▶ WHAT THIS TASK INVOLVES
Please report every line in the rows below that contains the word "arched", copying each such line in full. Only matches with the same capitalization count.

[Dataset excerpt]

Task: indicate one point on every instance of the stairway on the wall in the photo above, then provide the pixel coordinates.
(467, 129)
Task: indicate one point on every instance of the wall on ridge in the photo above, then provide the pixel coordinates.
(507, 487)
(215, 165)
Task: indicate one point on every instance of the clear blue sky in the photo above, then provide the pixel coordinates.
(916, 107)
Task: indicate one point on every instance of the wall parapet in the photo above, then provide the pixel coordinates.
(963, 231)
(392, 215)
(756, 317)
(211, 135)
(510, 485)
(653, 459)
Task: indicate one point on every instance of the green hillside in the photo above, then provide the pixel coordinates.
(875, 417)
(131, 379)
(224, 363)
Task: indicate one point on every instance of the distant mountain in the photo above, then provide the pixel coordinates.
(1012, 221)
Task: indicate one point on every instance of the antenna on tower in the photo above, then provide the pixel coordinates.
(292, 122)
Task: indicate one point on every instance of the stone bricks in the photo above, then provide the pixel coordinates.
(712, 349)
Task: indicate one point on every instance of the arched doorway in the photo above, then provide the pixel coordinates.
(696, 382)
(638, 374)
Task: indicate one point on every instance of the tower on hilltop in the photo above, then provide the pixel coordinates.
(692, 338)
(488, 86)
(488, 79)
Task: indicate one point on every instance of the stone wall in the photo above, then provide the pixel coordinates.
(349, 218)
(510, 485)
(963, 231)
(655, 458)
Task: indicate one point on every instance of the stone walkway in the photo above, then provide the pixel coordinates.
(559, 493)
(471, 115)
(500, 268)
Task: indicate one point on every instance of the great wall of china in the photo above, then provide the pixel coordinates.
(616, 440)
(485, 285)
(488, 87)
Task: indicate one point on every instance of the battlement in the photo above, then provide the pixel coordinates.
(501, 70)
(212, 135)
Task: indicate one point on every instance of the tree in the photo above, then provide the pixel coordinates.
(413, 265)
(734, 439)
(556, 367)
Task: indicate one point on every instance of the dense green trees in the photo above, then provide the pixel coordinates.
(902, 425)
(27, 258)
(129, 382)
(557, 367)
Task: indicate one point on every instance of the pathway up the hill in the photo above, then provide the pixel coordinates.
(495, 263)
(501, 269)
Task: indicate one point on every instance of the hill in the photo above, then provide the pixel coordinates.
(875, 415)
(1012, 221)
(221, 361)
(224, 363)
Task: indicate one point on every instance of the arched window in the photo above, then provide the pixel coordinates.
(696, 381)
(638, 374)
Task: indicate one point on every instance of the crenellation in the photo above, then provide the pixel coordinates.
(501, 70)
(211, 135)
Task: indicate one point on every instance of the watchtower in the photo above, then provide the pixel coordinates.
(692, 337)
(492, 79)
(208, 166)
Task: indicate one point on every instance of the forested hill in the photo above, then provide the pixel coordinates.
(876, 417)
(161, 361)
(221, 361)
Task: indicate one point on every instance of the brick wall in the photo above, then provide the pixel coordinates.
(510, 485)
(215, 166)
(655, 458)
--
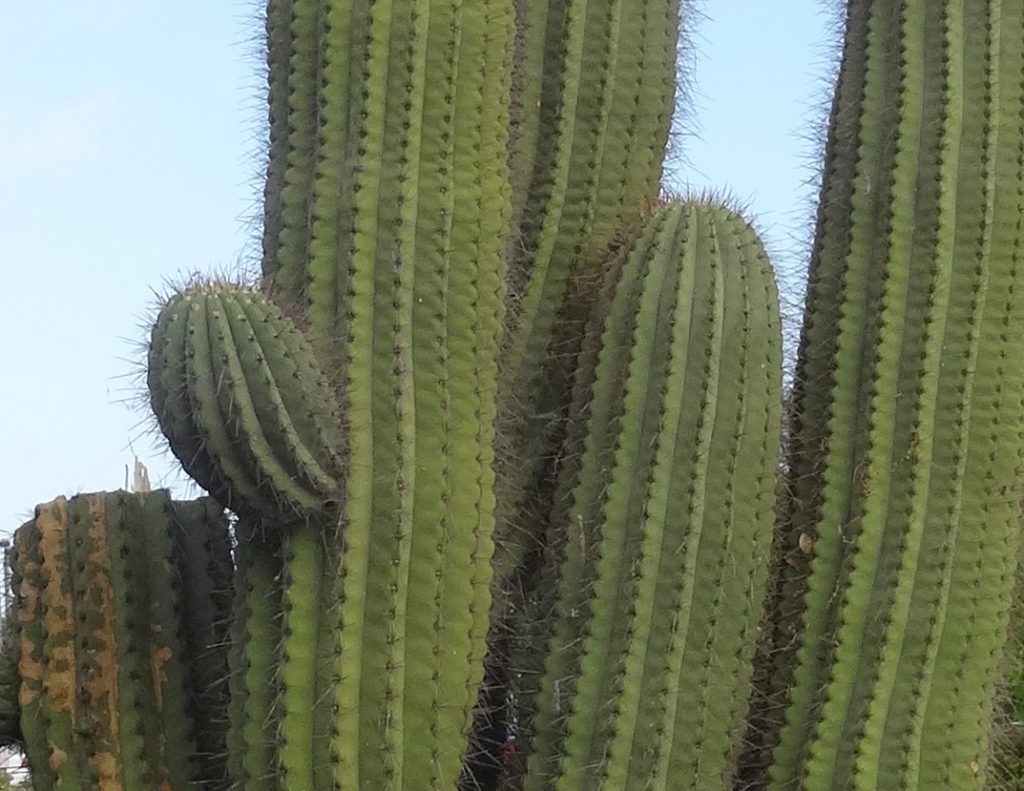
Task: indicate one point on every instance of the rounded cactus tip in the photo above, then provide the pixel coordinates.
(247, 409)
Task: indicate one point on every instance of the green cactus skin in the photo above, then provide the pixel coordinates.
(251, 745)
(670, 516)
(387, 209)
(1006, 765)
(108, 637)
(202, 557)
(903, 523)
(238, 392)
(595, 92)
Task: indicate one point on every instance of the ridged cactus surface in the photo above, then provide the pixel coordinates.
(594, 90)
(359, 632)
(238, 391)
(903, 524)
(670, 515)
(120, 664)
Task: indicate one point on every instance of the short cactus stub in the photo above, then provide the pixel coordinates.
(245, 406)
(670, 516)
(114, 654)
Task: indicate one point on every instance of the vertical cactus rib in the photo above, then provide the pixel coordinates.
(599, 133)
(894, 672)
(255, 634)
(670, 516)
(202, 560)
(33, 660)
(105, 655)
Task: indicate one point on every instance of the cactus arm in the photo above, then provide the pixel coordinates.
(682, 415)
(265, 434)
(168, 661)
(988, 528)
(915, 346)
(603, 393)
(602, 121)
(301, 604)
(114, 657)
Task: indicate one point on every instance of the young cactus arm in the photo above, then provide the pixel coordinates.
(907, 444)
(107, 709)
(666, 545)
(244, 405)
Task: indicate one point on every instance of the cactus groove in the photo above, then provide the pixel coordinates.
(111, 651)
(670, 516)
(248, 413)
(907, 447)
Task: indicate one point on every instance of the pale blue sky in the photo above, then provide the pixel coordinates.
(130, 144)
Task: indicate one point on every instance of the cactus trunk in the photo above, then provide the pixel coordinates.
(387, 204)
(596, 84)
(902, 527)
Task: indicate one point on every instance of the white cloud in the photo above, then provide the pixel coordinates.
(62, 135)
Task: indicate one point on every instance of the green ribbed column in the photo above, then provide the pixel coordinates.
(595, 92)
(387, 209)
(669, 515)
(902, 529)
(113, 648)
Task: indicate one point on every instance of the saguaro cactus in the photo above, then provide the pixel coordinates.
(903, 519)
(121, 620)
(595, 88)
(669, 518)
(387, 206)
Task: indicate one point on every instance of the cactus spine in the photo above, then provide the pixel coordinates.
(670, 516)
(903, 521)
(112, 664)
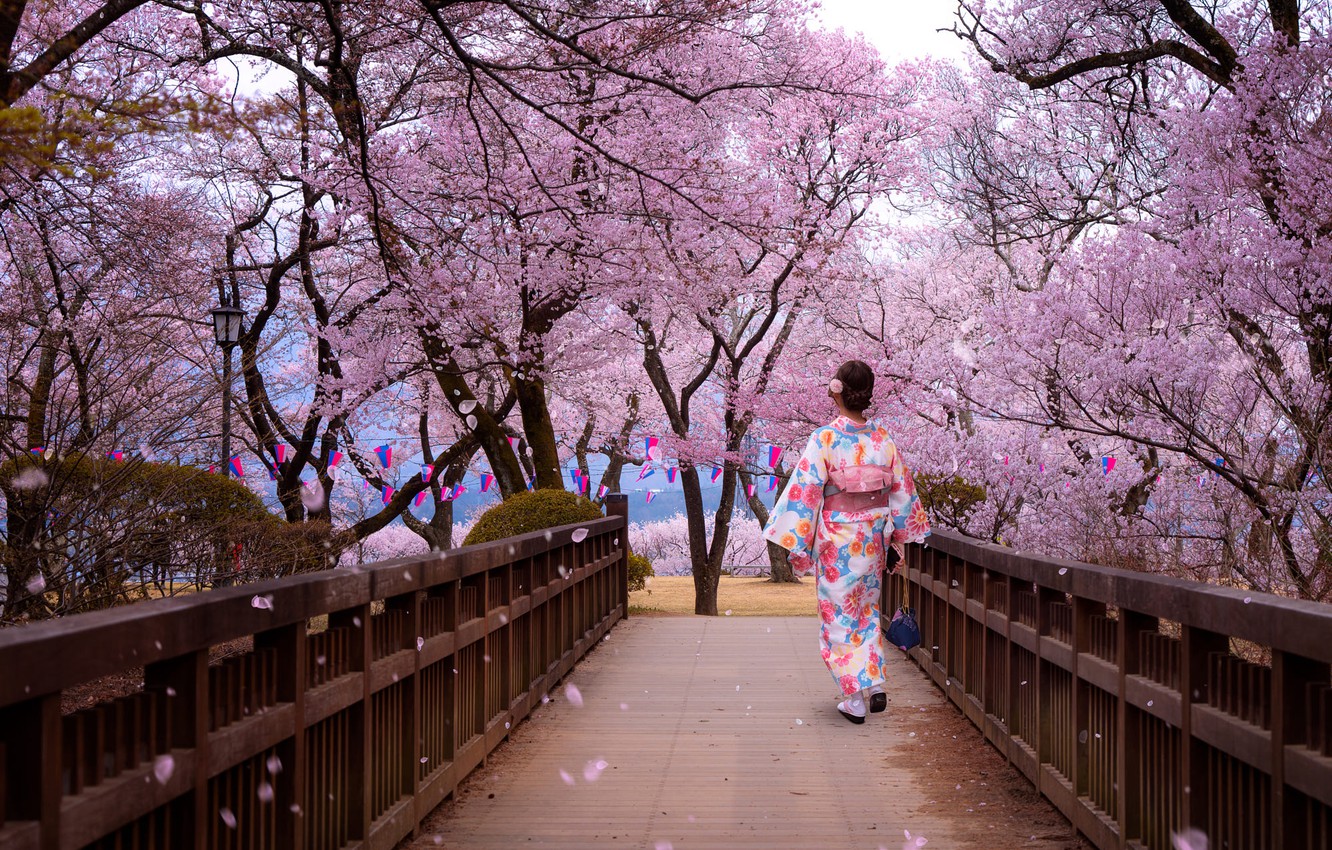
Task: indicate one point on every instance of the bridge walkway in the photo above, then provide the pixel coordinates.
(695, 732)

▶ FINISHED ANSWER
Task: indicate one point on every instance of the arched doorway in the photo above, then provide the pixel coordinates.
Task: indicate one point on every instance of the arched window in the photo above, then provide the pixel coordinates.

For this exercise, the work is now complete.